**Problems to work on:**
1. Reproduce everything in the comment thread below, from "throw0101a|2 years ago" down to "there are alternatives.", with no changes.
2. In the comment thread below, the comment that mentions the Odd Lots podcast says few people have the patience to start a bank. Explain in one to three sentences the reason that comment gives.

They would choose (3) "pay money to lobby for none of the above" and instead lobby congressmen/deputies, to eliminate this question

throw0101a|2 years ago

> However, this lowers the appeal for new entrants to enter these markets to compete for these excess profits through better and more efficient products and services.

And how many de novo banks have there actually been in any country recently? In the US, the land of plenty (banks), there's been one in the last twenty years.

Bloomberg's Odd Lots podcast just had an episode on this (including the topic of de novo):

* https://www.youtube.com/watch?v=8lPFHWgxq5c

Banking is low margin, and it takes decades to get any kind of return: few, if any folks, have the patience for that kind of ROI when there are alternatives.

ABCLAW|2 years ago

Retail banking is low margin high volume, but a bank's CMG or IB divisions are NOT low margin operations. Trading desk margins vary depending on the strength of the group and the clientele. If you're a primary desk for a trillion dollar AUM entity, you make a very pretty penny off your Bloomberg terminal subscription.

neilwilson|2 years ago

I'd go further than that. Corporate profits become stores of value. The money stops moving, which reduces the transaction rate and lowers inflation.

That is, after all, how interest rates work. We 'tax' the mortgage payers and give it to deposit holders to hold as a store of value. That reduces the transaction rate.

So if we tax corporate profits and redistribute it around, then interest rates have to go higher to force the money released from the corporate profit store, to the deposit holder store.

If prices are too high, the solution is to encourage the capitalisation of more competition, not encourage keeping money in the bank.

Biologist123|2 years ago

The final sentence of this comment requires at least two underlying assumptions to hold true:

1. Investors invest for speculative returns, not predictability or risk minimisation.

**Material provided:**

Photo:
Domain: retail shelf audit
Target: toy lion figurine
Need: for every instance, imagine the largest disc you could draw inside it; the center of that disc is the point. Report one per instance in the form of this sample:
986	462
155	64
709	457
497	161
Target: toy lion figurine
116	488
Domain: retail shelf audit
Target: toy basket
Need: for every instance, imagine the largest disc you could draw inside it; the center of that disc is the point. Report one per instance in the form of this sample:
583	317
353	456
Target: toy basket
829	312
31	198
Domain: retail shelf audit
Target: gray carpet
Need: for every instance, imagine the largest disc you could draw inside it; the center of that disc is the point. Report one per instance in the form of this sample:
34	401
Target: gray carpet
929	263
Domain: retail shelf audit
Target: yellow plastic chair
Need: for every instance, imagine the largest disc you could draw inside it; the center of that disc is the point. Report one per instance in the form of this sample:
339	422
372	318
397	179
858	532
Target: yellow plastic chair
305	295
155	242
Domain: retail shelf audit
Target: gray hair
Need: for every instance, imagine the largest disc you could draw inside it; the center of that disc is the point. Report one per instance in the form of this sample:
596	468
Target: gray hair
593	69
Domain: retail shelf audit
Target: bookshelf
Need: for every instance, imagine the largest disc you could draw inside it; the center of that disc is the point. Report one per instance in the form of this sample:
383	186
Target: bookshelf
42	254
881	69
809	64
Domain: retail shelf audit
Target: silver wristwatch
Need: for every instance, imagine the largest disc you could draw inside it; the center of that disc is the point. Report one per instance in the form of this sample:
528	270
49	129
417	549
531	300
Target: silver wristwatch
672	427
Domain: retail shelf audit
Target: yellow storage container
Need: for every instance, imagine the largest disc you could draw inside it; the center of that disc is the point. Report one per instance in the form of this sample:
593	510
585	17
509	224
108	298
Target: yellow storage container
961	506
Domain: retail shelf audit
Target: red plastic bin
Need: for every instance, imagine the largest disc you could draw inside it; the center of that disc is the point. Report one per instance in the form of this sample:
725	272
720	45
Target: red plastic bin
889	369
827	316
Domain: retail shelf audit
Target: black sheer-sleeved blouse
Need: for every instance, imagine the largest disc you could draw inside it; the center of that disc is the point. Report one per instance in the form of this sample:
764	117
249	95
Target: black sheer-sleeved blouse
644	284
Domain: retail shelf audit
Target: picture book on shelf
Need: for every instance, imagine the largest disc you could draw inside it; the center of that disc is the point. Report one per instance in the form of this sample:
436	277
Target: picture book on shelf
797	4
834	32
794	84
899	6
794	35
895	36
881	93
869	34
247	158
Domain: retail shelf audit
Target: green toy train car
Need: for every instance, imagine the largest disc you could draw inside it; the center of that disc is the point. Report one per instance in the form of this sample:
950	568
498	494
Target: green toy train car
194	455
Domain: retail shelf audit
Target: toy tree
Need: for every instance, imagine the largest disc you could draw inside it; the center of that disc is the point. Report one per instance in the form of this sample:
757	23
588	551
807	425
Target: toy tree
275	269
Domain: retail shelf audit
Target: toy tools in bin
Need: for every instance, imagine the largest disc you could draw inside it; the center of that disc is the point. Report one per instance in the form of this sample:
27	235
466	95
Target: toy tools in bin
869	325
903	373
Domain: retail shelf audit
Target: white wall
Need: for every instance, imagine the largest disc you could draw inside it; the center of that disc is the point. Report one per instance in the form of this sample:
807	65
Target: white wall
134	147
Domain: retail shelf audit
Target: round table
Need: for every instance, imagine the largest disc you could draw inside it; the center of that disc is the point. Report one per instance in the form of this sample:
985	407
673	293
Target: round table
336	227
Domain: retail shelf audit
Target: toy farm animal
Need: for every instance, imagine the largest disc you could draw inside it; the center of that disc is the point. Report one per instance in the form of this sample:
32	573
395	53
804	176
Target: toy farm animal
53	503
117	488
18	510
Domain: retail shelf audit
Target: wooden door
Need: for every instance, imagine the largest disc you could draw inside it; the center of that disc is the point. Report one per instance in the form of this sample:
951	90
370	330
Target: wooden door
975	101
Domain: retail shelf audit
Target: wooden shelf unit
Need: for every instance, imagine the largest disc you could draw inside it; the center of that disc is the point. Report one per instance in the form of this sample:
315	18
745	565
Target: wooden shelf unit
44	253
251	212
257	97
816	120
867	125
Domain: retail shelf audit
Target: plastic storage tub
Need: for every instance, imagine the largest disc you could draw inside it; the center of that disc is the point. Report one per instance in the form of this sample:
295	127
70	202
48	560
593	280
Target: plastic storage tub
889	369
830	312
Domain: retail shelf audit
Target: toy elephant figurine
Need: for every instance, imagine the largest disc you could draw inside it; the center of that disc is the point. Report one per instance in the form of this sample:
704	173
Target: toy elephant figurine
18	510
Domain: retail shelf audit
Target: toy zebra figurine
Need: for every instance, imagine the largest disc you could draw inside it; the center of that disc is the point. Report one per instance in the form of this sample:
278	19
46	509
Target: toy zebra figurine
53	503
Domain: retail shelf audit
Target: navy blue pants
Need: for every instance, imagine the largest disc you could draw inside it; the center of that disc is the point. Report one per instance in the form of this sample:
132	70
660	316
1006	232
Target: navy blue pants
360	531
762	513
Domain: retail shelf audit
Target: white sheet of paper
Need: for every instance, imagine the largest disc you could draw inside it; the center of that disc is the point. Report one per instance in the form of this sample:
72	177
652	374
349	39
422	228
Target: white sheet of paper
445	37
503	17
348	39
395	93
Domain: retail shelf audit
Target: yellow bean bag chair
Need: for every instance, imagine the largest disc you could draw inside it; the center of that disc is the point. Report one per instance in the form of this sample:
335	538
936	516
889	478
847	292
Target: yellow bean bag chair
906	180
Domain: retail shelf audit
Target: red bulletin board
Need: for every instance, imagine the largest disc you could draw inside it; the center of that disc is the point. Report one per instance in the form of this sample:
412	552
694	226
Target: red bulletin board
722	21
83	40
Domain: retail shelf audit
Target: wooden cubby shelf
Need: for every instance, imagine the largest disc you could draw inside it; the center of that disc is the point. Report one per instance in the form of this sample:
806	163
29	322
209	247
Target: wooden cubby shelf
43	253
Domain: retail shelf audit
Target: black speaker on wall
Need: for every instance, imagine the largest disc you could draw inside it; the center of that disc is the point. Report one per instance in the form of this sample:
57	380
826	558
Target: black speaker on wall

**Task answers:**
1.
throw0101a|2 years ago

> However, this lowers the appeal for new entrants to enter these markets to compete for these excess profits through better and more efficient products and services.

And how many de novo banks have there actually been in any country recently? In the US, the land of plenty (banks), there's been one in the last twenty years.

Bloomberg's Odd Lots podcast just had an episode on this (including the topic of de novo):

* https://www.youtube.com/watch?v=8lPFHWgxq5c

Banking is low margin, and it takes decades to get any kind of return: few, if any folks, have the patience for that kind of ROI when there are alternatives.

2. Banking is low margin, and it takes decades to get any kind of return. Few people have the patience for that kind of return on investment when other options are available.